Exercise prompt:
Arrange the part that opens with the line containing "of the glass" and closes with the line containing "column 704, row 324" as a Markdown table with the columns Nr and Text. Put one line in each table row, number them in order, and leave out blank lines.

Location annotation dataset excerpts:
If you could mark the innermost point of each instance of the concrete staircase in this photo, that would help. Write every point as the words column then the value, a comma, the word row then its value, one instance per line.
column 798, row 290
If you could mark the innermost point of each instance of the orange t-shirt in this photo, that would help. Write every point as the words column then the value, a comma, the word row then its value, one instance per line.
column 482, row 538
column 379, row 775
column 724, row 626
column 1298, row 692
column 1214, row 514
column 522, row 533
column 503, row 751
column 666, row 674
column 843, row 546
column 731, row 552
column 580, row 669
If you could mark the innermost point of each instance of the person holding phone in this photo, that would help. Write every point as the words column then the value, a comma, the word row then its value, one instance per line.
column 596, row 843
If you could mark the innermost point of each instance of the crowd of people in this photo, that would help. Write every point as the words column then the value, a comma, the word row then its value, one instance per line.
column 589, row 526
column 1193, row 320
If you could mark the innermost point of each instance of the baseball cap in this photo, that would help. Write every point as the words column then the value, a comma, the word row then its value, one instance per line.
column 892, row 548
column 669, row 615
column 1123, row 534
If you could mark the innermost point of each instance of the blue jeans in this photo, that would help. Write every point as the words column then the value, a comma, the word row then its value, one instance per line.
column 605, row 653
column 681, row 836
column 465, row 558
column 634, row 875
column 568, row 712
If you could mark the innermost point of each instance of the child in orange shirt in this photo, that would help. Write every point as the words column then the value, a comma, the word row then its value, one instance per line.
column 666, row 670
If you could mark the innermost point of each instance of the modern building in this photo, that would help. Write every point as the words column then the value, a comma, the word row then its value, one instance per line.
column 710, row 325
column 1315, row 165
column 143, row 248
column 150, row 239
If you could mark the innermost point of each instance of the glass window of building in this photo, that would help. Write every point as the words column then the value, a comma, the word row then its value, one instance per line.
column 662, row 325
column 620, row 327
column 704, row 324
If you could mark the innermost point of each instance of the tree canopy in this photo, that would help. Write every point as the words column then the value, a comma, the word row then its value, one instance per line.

Result below:
| Nr | Text |
|---|---|
| 1 | If you could mark the innermost point of each instance of the glass window of building in this photo, that would help. Write every point as the words column then the value, a comma, the word row then its value, one instance per line. |
| 2 | column 662, row 325 |
| 3 | column 620, row 327 |
| 4 | column 704, row 324 |